- _Requirement_:
Count how many lines of the following data contain the string "span", and give only that number.

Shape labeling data

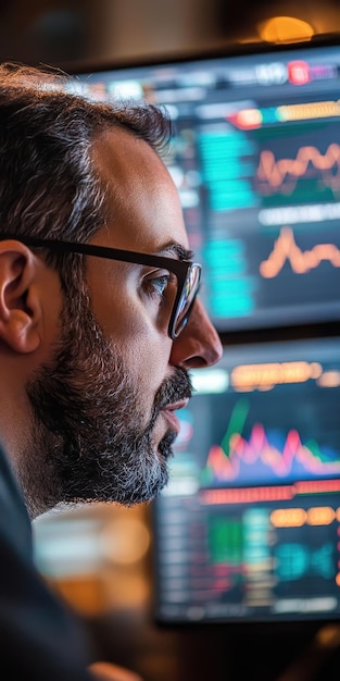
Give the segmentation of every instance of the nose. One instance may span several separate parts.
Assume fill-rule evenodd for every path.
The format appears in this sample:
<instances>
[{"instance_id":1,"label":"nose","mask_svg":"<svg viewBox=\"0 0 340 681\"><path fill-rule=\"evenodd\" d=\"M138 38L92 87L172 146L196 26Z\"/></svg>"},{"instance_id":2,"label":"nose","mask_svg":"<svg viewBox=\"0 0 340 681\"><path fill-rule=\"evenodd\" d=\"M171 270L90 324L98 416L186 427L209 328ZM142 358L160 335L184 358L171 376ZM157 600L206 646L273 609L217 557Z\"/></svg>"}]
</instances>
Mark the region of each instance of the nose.
<instances>
[{"instance_id":1,"label":"nose","mask_svg":"<svg viewBox=\"0 0 340 681\"><path fill-rule=\"evenodd\" d=\"M171 364L184 369L210 367L222 358L222 352L219 336L197 299L186 327L173 343Z\"/></svg>"}]
</instances>

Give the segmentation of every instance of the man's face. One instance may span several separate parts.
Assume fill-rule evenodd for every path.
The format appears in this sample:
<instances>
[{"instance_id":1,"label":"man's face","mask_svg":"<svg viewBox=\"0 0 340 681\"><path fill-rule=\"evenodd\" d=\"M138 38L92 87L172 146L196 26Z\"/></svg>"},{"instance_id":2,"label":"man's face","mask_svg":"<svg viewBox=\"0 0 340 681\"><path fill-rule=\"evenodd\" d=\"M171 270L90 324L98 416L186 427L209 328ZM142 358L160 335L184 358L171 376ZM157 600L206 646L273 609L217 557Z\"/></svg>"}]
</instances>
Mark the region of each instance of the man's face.
<instances>
[{"instance_id":1,"label":"man's face","mask_svg":"<svg viewBox=\"0 0 340 681\"><path fill-rule=\"evenodd\" d=\"M93 161L109 195L108 227L92 243L174 258L174 244L188 248L175 186L144 141L104 133ZM166 483L174 410L191 394L187 370L216 361L221 346L204 314L199 332L192 323L193 339L189 322L171 340L163 277L155 268L87 258L88 296L79 294L80 306L67 300L51 362L27 386L41 475L30 458L23 479L30 497L40 496L39 512L58 502L140 503Z\"/></svg>"}]
</instances>

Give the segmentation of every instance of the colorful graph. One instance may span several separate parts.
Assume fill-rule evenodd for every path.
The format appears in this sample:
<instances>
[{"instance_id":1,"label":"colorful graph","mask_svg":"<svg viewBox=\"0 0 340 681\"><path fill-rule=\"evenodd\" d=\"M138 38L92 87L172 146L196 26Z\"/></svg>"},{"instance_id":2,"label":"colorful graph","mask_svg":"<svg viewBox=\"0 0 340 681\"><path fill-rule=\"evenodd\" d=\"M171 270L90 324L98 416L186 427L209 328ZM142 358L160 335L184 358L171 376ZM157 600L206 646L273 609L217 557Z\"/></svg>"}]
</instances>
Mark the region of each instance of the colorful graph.
<instances>
[{"instance_id":1,"label":"colorful graph","mask_svg":"<svg viewBox=\"0 0 340 681\"><path fill-rule=\"evenodd\" d=\"M287 261L295 274L305 274L323 261L328 261L333 268L340 268L340 250L335 244L316 244L311 250L302 251L295 244L292 228L286 226L280 230L267 260L261 262L260 274L264 278L273 278Z\"/></svg>"},{"instance_id":2,"label":"colorful graph","mask_svg":"<svg viewBox=\"0 0 340 681\"><path fill-rule=\"evenodd\" d=\"M320 175L325 187L333 193L340 189L340 146L332 143L325 153L316 147L301 147L294 159L276 160L273 151L266 149L260 154L260 163L255 178L260 183L261 193L292 194L299 178Z\"/></svg>"},{"instance_id":3,"label":"colorful graph","mask_svg":"<svg viewBox=\"0 0 340 681\"><path fill-rule=\"evenodd\" d=\"M249 438L242 435L248 416L247 400L237 403L221 445L210 449L201 473L202 485L275 483L340 474L338 453L322 448L316 441L303 443L295 429L266 433L254 423Z\"/></svg>"}]
</instances>

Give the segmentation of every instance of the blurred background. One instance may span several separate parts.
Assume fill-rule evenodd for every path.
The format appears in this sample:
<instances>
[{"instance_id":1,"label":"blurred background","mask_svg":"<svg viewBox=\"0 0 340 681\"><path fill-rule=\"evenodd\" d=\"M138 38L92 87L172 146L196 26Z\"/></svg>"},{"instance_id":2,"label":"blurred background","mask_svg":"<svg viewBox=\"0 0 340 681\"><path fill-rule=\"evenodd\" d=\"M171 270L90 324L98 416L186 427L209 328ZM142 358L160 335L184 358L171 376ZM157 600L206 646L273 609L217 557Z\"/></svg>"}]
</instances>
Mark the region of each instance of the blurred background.
<instances>
[{"instance_id":1,"label":"blurred background","mask_svg":"<svg viewBox=\"0 0 340 681\"><path fill-rule=\"evenodd\" d=\"M270 28L274 17L281 21ZM98 63L285 41L339 27L338 0L1 0L0 57Z\"/></svg>"},{"instance_id":2,"label":"blurred background","mask_svg":"<svg viewBox=\"0 0 340 681\"><path fill-rule=\"evenodd\" d=\"M0 0L1 61L71 69L244 44L289 44L338 30L339 0ZM39 518L34 531L38 568L84 617L101 656L135 668L146 681L190 681L199 646L201 677L212 678L214 655L215 681L217 676L248 679L247 660L232 657L232 633L227 645L224 631L173 635L154 626L149 507L60 509ZM268 671L247 632L242 641L250 657L255 655L252 678L278 679L284 661L277 657ZM292 637L291 658L301 643Z\"/></svg>"}]
</instances>

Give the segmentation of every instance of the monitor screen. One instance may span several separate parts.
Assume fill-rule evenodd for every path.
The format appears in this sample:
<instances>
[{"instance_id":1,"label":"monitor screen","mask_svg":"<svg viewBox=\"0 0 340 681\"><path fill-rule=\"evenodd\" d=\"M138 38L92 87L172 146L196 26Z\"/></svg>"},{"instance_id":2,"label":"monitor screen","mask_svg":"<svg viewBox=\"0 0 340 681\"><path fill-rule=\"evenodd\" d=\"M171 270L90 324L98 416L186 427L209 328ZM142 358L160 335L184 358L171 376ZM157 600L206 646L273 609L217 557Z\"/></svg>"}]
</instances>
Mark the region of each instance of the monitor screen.
<instances>
[{"instance_id":1,"label":"monitor screen","mask_svg":"<svg viewBox=\"0 0 340 681\"><path fill-rule=\"evenodd\" d=\"M75 75L90 98L168 110L165 161L218 331L340 319L340 45Z\"/></svg>"},{"instance_id":2,"label":"monitor screen","mask_svg":"<svg viewBox=\"0 0 340 681\"><path fill-rule=\"evenodd\" d=\"M152 507L155 619L339 619L340 337L226 347L192 382Z\"/></svg>"}]
</instances>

- _Task result_:
5